§ **Activity**: Locate each line in the entries below that contains the string "before" and copy those lines out in full. Matching is case-sensitive.

§ **Data in this exercise**:

....................

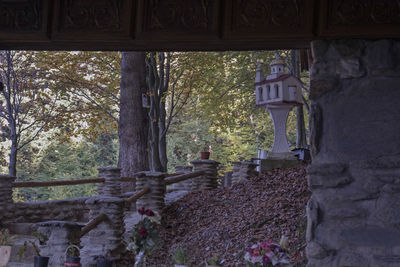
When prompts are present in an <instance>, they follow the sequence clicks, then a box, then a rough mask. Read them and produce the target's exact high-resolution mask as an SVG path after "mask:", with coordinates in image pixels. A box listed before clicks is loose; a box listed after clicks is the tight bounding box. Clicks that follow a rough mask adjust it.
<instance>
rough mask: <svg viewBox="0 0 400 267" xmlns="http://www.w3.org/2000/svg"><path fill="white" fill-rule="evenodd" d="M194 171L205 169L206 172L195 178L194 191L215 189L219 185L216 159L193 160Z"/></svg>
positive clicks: (204, 171) (218, 164)
mask: <svg viewBox="0 0 400 267" xmlns="http://www.w3.org/2000/svg"><path fill="white" fill-rule="evenodd" d="M190 163H192V165H193V171H194V172H196V171H204V172H205V174H203V175H201V176H198V177H195V178H193V179H192V180H193V184H192V185H193V187H192V191H195V190H208V189H214V188H217V186H218V165H219V164H220V163H219V162H217V161H214V160H208V159H202V160H193V161H191V162H190Z"/></svg>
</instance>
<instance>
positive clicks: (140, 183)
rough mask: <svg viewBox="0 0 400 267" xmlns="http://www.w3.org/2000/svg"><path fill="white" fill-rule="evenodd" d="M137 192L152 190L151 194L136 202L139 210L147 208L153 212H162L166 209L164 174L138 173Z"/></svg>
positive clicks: (164, 182) (155, 173)
mask: <svg viewBox="0 0 400 267" xmlns="http://www.w3.org/2000/svg"><path fill="white" fill-rule="evenodd" d="M135 175H136V190H137V192H139V191H140V190H142V189H143V188H145V187H148V188H150V192H149V193H147V194H145V195H144V196H142V197H141V198H139V199H138V200H137V201H136V207H137V208H138V209H139V208H141V207H145V208H146V209H151V210H153V211H157V212H158V213H160V212H161V210H162V208H164V205H165V203H164V198H165V181H164V177H165V176H164V173H161V172H150V171H146V172H139V173H136V174H135Z"/></svg>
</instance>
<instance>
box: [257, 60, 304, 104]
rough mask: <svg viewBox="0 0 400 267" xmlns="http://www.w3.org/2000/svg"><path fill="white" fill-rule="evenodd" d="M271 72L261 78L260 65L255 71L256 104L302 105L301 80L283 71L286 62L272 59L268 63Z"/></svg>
mask: <svg viewBox="0 0 400 267" xmlns="http://www.w3.org/2000/svg"><path fill="white" fill-rule="evenodd" d="M269 65H270V67H271V74H269V75H267V77H266V78H265V79H263V78H262V72H261V69H260V65H258V66H257V73H256V82H255V87H256V105H257V106H267V105H282V104H283V105H287V104H292V105H302V104H303V100H302V97H301V85H302V82H301V81H300V80H299V79H298V78H297V77H295V76H293V75H292V74H289V73H285V67H286V64H285V62H284V61H283V60H282V59H274V60H272V61H271V63H270V64H269Z"/></svg>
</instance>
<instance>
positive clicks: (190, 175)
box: [165, 171, 204, 185]
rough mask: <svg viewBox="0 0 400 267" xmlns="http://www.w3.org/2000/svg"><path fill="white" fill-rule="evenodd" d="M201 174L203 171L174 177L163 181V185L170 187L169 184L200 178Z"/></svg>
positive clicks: (172, 177)
mask: <svg viewBox="0 0 400 267" xmlns="http://www.w3.org/2000/svg"><path fill="white" fill-rule="evenodd" d="M203 174H204V171H197V172H191V173H188V174H182V175H177V176H175V177H170V178H167V179H165V184H166V185H171V184H174V183H178V182H182V181H185V180H187V179H190V178H194V177H197V176H200V175H203Z"/></svg>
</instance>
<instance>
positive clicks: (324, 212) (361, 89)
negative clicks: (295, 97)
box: [307, 40, 400, 267]
mask: <svg viewBox="0 0 400 267" xmlns="http://www.w3.org/2000/svg"><path fill="white" fill-rule="evenodd" d="M312 50H313V55H314V60H315V61H314V64H313V67H312V70H311V96H310V99H311V117H310V126H311V144H312V156H313V163H312V165H311V166H310V167H309V169H308V173H309V177H308V179H309V181H308V182H309V187H310V189H311V190H312V198H311V199H310V201H309V203H308V206H307V215H308V226H307V244H308V245H307V255H308V259H309V263H308V266H309V267H317V266H318V267H319V266H324V267H325V266H326V267H329V266H332V267H333V266H334V267H337V266H363V267H368V266H371V267H372V266H385V267H391V266H399V265H400V256H399V255H400V210H399V209H398V207H397V205H398V203H400V141H399V140H400V139H399V137H400V104H399V100H400V41H393V40H377V41H364V40H341V41H315V42H313V43H312Z"/></svg>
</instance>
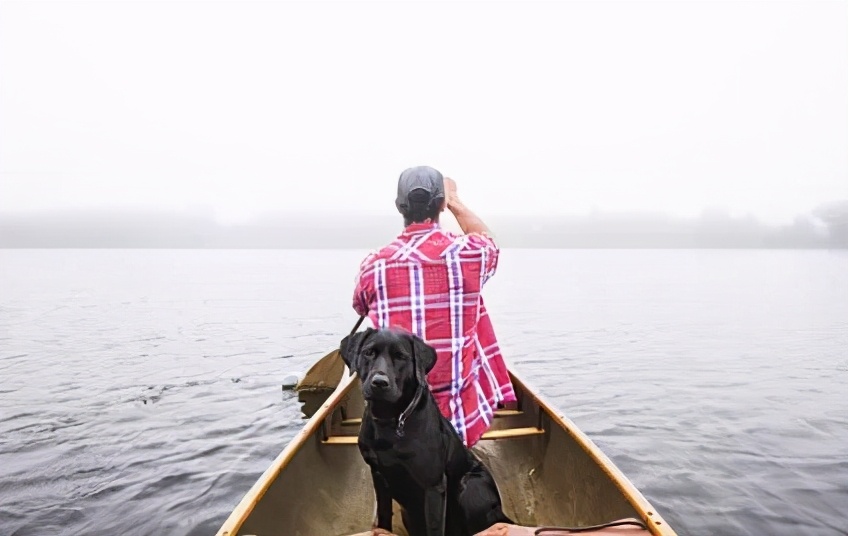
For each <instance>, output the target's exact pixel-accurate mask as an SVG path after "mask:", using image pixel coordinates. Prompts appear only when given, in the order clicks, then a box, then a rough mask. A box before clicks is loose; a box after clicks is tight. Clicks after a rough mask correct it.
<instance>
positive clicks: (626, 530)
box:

....................

§ **Your response**:
When prompts are present in an <instance>, they follow the sequence clicks, then a box, then a rough mask. Read them and produce the target's exact high-resolution mask as an SVG path after "mask:", with coordinates in image pixels. A box listed before clicks is loose; a box listed after clicks is the tight bounding box. Clicks that follow a rough mask adjust it.
For each <instance>, output the target's exact pixel-accurate mask as an SVG path after "mask:", using image pixel coordinates. Prompts appear only when given, in the order clicks, then a box, then a rough mask. A box before clicks is loose; a box after clicks is tight. Clicks after a rough mask correct it.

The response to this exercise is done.